**About this exercise**: Reproduce exactly the lines below, from the first through the one containing "# each point looks like point(218, 239)", and nothing more.

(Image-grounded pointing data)
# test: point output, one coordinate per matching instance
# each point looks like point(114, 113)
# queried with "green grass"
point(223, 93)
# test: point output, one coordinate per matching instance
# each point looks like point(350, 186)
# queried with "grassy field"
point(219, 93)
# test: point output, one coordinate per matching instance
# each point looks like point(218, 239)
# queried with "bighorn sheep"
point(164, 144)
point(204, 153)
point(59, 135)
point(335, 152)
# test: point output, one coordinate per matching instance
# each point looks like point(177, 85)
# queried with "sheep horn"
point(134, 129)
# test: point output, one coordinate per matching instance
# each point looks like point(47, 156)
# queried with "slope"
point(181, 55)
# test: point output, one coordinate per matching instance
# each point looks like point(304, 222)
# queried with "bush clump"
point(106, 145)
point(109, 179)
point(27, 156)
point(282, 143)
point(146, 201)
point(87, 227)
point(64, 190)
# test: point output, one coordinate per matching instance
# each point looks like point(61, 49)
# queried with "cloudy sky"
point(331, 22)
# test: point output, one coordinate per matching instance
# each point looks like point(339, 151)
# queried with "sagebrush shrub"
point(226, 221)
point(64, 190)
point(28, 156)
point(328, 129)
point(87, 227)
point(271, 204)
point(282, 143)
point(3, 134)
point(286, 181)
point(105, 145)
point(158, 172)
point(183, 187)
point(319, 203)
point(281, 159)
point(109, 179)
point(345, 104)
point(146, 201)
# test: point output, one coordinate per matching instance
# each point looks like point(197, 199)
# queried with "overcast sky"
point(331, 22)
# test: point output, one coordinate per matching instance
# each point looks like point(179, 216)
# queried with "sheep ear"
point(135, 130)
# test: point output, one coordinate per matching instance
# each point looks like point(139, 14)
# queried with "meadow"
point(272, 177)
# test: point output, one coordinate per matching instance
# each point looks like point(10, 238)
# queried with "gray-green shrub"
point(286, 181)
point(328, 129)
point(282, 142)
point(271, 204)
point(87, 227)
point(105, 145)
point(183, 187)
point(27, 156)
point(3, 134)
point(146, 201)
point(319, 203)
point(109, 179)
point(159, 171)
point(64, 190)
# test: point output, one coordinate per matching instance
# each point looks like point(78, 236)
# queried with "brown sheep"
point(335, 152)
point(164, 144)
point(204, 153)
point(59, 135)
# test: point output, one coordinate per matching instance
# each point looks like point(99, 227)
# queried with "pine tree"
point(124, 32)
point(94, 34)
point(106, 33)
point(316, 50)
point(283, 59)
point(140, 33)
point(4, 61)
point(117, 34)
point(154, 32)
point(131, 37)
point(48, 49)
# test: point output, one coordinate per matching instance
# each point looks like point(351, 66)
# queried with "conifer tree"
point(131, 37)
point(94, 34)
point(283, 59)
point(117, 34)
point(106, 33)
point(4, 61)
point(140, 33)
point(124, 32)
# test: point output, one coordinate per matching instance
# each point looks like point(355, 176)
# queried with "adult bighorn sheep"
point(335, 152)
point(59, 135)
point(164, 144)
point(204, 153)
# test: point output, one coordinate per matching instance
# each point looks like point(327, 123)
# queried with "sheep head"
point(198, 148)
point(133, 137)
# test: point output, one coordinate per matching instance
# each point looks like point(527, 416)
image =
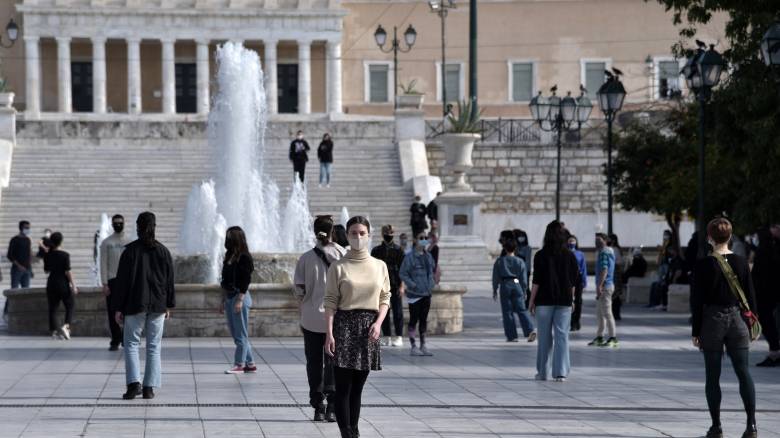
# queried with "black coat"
point(144, 280)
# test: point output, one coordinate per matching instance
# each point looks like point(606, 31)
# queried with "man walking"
point(605, 287)
point(392, 254)
point(143, 296)
point(299, 149)
point(110, 251)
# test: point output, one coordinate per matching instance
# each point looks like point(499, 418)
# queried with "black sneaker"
point(148, 392)
point(319, 413)
point(133, 391)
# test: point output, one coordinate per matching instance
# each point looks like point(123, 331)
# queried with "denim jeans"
point(513, 301)
point(553, 324)
point(238, 323)
point(325, 173)
point(152, 325)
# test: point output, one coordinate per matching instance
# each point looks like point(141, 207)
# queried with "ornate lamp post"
point(559, 115)
point(380, 36)
point(611, 96)
point(702, 72)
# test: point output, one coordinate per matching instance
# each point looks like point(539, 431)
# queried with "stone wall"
point(521, 178)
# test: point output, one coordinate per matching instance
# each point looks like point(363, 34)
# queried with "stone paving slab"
point(476, 385)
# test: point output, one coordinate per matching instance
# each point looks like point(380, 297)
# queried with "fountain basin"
point(274, 312)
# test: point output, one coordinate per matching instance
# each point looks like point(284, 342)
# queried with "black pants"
point(397, 307)
point(766, 316)
point(319, 369)
point(739, 360)
point(349, 394)
point(577, 313)
point(54, 297)
point(418, 313)
point(299, 167)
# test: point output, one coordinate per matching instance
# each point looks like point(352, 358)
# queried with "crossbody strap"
point(732, 279)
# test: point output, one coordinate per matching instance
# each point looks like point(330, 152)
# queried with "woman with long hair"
point(357, 297)
point(552, 296)
point(717, 322)
point(237, 270)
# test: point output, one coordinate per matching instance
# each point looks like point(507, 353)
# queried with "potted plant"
point(462, 131)
point(409, 98)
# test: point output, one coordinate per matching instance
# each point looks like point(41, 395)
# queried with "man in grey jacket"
point(110, 251)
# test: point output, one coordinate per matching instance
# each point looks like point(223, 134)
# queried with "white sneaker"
point(65, 332)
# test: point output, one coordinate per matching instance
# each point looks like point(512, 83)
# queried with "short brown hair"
point(719, 229)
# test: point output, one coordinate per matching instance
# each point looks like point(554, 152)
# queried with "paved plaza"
point(476, 385)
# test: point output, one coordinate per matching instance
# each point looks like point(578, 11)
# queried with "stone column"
point(134, 76)
point(203, 76)
point(271, 86)
point(98, 75)
point(64, 88)
point(334, 76)
point(33, 79)
point(169, 77)
point(304, 77)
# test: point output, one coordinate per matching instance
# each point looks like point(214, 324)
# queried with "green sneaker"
point(598, 342)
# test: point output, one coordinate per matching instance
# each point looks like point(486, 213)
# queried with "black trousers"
point(418, 314)
point(319, 369)
point(54, 297)
point(349, 394)
point(397, 307)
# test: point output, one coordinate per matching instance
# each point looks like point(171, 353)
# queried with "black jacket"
point(301, 155)
point(144, 280)
point(325, 151)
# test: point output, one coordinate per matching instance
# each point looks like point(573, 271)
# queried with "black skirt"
point(354, 349)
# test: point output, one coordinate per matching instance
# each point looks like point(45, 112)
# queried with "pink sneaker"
point(237, 369)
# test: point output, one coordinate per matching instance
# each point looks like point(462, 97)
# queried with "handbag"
point(750, 318)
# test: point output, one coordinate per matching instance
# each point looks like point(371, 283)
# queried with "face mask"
point(358, 243)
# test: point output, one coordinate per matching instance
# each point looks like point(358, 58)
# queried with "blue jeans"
point(238, 324)
point(513, 301)
point(325, 173)
point(152, 325)
point(553, 333)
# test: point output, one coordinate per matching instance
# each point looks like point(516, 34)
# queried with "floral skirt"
point(354, 349)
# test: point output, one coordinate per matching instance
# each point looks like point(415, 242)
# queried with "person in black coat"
point(299, 149)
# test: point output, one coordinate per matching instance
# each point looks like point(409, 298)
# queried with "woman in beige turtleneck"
point(357, 297)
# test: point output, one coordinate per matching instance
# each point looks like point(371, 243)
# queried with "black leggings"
point(739, 360)
point(418, 313)
point(349, 393)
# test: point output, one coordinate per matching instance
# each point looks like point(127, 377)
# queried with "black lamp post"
point(380, 36)
point(12, 31)
point(558, 115)
point(702, 72)
point(441, 8)
point(611, 96)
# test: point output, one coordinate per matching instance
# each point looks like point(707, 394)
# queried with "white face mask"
point(359, 243)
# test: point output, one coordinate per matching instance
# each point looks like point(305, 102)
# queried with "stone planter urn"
point(6, 100)
point(409, 101)
point(457, 152)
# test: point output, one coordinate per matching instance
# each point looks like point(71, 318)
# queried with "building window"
point(378, 83)
point(668, 79)
point(521, 81)
point(593, 76)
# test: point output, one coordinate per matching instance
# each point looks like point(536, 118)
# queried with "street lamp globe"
point(410, 36)
point(711, 65)
point(770, 46)
point(380, 36)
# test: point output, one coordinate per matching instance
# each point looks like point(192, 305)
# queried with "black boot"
point(148, 392)
point(319, 413)
point(133, 390)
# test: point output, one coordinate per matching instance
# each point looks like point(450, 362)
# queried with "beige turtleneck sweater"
point(357, 281)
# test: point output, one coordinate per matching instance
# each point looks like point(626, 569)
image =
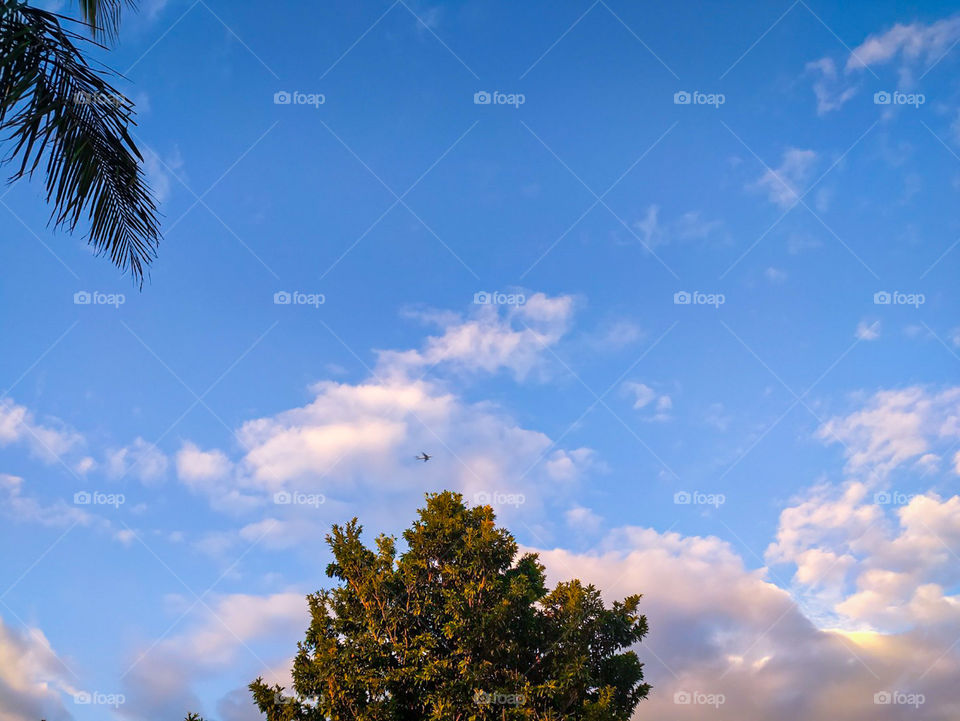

**Answer section**:
# test: point output, one coordinate per matching instance
# each point looks like point(114, 113)
# queried with "green grass"
point(223, 93)
# test: point output, one coordinate per matching instance
# each point looks like point(350, 186)
# queried with "grassy field"
point(219, 93)
# test: point output, one coordinate per matching instance
# each point looks like point(218, 239)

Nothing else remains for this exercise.